Task prompt>
Begin the reply with the line containing "would you mind locating the wooden" and end it with the final line of the listing, reproducing every line between exactly and adding nothing.
++++ Material provided ++++
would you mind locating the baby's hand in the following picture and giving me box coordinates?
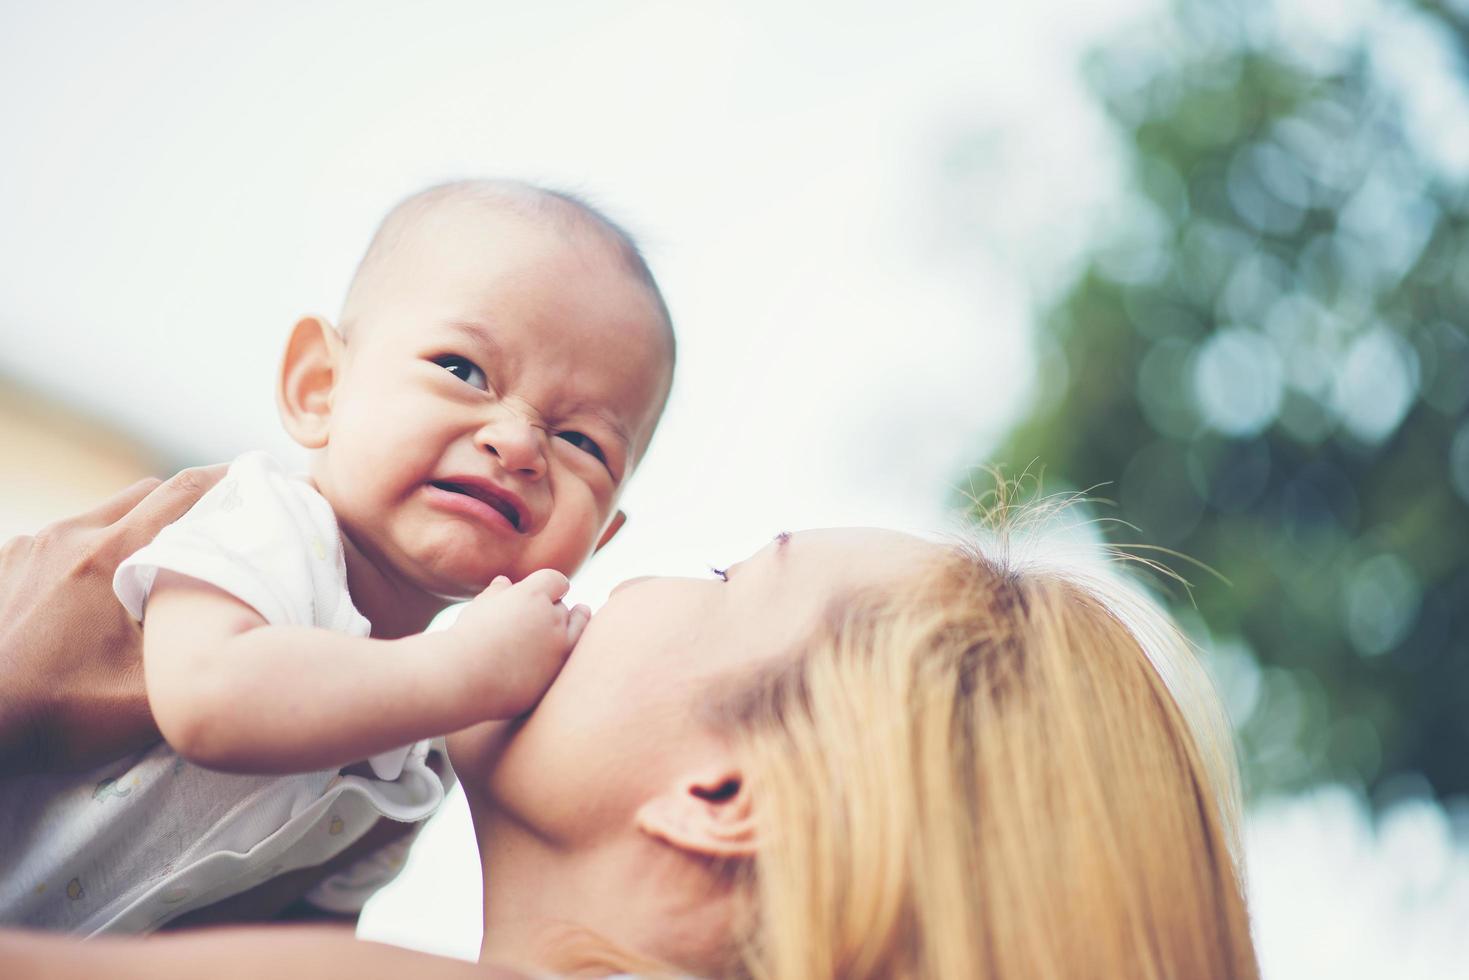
[444,569,590,720]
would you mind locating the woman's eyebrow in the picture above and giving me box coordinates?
[726,533,791,581]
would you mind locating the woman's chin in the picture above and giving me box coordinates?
[445,718,520,796]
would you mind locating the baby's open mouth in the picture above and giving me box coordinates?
[430,481,523,531]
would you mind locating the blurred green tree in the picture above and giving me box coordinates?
[981,0,1469,802]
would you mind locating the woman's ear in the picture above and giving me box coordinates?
[634,767,757,860]
[277,315,343,449]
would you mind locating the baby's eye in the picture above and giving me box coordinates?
[556,431,607,465]
[432,355,487,390]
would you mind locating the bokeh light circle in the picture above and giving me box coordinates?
[1192,326,1284,437]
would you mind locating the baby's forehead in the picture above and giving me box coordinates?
[352,190,662,328]
[373,184,647,286]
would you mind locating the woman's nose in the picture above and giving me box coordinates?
[610,575,655,597]
[477,415,546,477]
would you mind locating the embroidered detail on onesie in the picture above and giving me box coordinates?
[66,878,84,901]
[217,478,243,512]
[327,815,344,835]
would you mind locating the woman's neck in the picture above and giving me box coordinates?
[471,800,736,977]
[474,811,598,976]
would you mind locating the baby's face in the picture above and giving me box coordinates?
[312,210,671,600]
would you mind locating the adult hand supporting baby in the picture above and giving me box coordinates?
[0,465,226,776]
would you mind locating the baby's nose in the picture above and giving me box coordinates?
[478,416,545,476]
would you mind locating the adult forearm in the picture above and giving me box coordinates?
[0,600,156,776]
[150,627,471,773]
[0,926,522,980]
[0,682,43,774]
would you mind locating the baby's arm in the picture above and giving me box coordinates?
[142,569,586,774]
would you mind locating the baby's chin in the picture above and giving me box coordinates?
[419,566,510,602]
[388,548,510,601]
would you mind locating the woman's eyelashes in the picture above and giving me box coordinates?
[709,566,729,582]
[432,354,488,391]
[555,430,607,465]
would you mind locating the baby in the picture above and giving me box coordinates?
[0,180,675,933]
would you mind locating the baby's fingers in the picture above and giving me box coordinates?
[479,575,512,597]
[566,603,591,647]
[516,568,571,603]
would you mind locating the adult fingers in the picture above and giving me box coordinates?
[516,568,571,603]
[111,465,229,551]
[66,477,163,528]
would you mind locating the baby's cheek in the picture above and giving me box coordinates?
[521,542,586,581]
[531,509,604,578]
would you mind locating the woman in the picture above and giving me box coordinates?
[1,522,1259,978]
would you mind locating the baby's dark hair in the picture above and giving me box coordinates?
[522,184,667,313]
[339,178,674,363]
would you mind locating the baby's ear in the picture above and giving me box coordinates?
[593,510,627,554]
[277,316,343,449]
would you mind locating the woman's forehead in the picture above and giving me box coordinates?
[764,527,936,578]
[718,528,938,626]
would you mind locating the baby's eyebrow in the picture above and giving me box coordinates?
[587,408,632,454]
[445,319,506,362]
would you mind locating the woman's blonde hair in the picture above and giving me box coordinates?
[722,536,1259,980]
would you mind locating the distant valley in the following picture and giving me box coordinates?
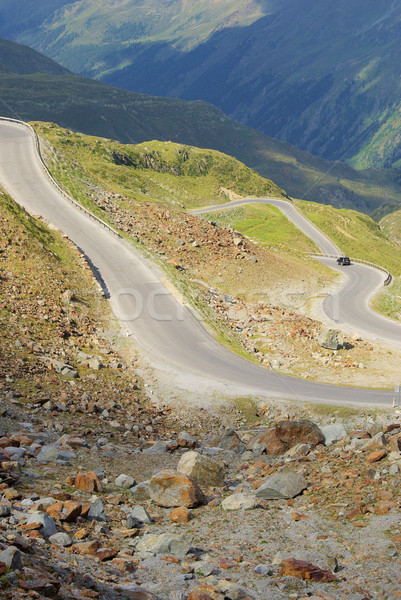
[1,36,401,218]
[2,0,401,169]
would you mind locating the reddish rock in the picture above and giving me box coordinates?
[279,559,337,582]
[95,547,119,561]
[366,449,387,464]
[275,420,324,448]
[252,429,287,455]
[46,502,64,519]
[73,540,101,556]
[62,501,82,522]
[148,469,205,508]
[73,472,102,492]
[170,507,192,523]
[187,585,222,600]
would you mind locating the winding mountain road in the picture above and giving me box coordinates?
[0,119,396,406]
[193,199,401,346]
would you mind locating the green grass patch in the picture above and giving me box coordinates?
[201,203,318,253]
[294,198,401,276]
[233,396,261,425]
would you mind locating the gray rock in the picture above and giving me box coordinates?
[0,504,11,517]
[88,358,102,370]
[218,429,245,453]
[253,564,273,575]
[143,441,169,455]
[113,585,159,600]
[48,532,72,547]
[0,546,22,570]
[221,493,259,511]
[115,474,136,489]
[389,463,400,475]
[61,366,79,379]
[129,505,153,524]
[25,512,57,538]
[240,451,254,461]
[136,533,192,556]
[36,445,60,463]
[126,515,143,529]
[319,423,347,445]
[130,481,150,501]
[215,580,247,600]
[318,327,344,350]
[5,447,26,460]
[255,471,307,499]
[177,450,225,487]
[87,497,105,521]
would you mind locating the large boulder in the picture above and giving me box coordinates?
[177,451,225,487]
[148,469,205,508]
[318,327,344,350]
[255,471,307,499]
[250,420,324,456]
[25,512,58,539]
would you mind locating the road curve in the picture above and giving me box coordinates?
[0,120,394,406]
[192,198,401,346]
[191,198,340,255]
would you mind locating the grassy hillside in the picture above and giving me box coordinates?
[33,122,285,208]
[199,203,318,254]
[295,199,401,276]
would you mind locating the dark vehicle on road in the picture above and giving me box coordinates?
[337,256,351,265]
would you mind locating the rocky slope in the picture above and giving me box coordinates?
[1,152,401,600]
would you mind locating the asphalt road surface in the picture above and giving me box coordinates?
[193,199,401,346]
[0,120,396,405]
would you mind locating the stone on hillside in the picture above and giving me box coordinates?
[61,366,79,379]
[115,474,136,489]
[88,358,102,370]
[88,497,105,521]
[129,505,153,524]
[36,445,60,463]
[275,420,324,448]
[187,585,222,600]
[249,429,286,455]
[360,432,387,451]
[25,512,57,538]
[255,471,307,499]
[177,451,225,487]
[177,431,197,448]
[74,471,103,492]
[114,585,160,600]
[57,434,89,448]
[149,469,205,508]
[279,558,337,582]
[130,481,150,501]
[143,441,169,455]
[318,327,344,350]
[170,507,192,523]
[218,429,245,453]
[0,546,22,570]
[319,423,347,445]
[49,532,72,547]
[221,493,259,511]
[215,580,247,600]
[136,533,192,556]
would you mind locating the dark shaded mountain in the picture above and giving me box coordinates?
[1,36,401,215]
[0,37,69,75]
[3,0,401,169]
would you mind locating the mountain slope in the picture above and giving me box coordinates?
[0,37,69,75]
[4,0,401,169]
[1,36,401,214]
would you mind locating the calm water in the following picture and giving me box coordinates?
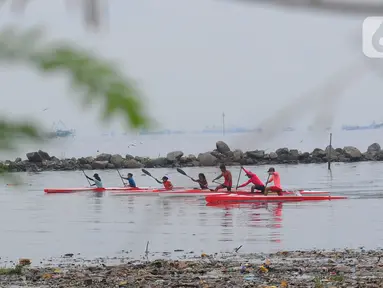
[1,161,383,263]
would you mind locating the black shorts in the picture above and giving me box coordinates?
[218,184,231,192]
[252,185,265,193]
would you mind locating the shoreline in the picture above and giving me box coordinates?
[1,249,382,287]
[3,141,383,173]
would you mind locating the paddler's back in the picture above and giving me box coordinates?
[94,179,103,188]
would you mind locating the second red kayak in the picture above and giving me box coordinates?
[154,189,329,197]
[205,193,347,203]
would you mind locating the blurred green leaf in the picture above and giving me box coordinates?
[0,26,150,130]
[0,25,150,178]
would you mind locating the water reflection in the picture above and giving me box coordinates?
[127,196,135,213]
[207,202,283,243]
[160,199,172,226]
[89,192,103,214]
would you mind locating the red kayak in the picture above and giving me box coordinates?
[155,189,329,197]
[44,186,183,194]
[205,193,347,204]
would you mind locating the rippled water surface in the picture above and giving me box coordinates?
[2,161,383,262]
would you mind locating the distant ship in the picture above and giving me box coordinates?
[282,127,295,132]
[46,120,75,138]
[201,127,253,134]
[138,129,184,135]
[341,121,383,131]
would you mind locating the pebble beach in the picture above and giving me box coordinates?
[1,249,382,287]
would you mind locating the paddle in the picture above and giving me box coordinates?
[116,169,127,186]
[263,175,270,195]
[177,168,215,191]
[176,168,193,179]
[235,166,243,190]
[142,169,160,182]
[81,169,92,186]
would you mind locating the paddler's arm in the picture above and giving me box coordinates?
[241,167,251,175]
[155,179,163,184]
[213,173,223,181]
[237,179,251,188]
[266,176,274,184]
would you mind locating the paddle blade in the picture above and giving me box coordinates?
[142,169,152,177]
[176,168,187,176]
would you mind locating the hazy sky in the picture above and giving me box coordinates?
[0,0,380,134]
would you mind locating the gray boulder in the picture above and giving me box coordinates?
[198,152,217,166]
[325,145,337,156]
[78,157,89,165]
[110,154,124,168]
[91,161,108,169]
[95,153,112,162]
[37,150,50,160]
[123,159,143,169]
[26,150,50,162]
[81,164,92,170]
[166,151,184,162]
[288,149,299,160]
[187,154,197,161]
[216,141,230,154]
[151,157,167,167]
[246,150,265,159]
[343,146,362,160]
[367,143,381,153]
[276,148,289,155]
[125,154,134,160]
[269,152,278,159]
[312,148,326,158]
[233,149,243,162]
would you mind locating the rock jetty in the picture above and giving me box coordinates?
[2,141,383,172]
[0,249,382,287]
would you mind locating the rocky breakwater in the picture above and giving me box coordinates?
[2,141,383,172]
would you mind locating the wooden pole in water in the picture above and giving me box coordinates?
[327,133,332,170]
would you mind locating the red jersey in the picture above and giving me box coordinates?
[163,180,173,190]
[238,168,264,188]
[222,170,232,187]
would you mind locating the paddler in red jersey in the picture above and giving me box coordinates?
++++
Answer to the problem>
would you mind locating the wooden pole in water in the picture above and giving me box coordinates?
[327,133,332,170]
would you mind locating the red jersey in the picture above and giving me box coordinates?
[163,180,173,190]
[238,168,264,188]
[222,170,232,187]
would you mind locating the paddler in red jersey in the picture above and giving me box coordinates?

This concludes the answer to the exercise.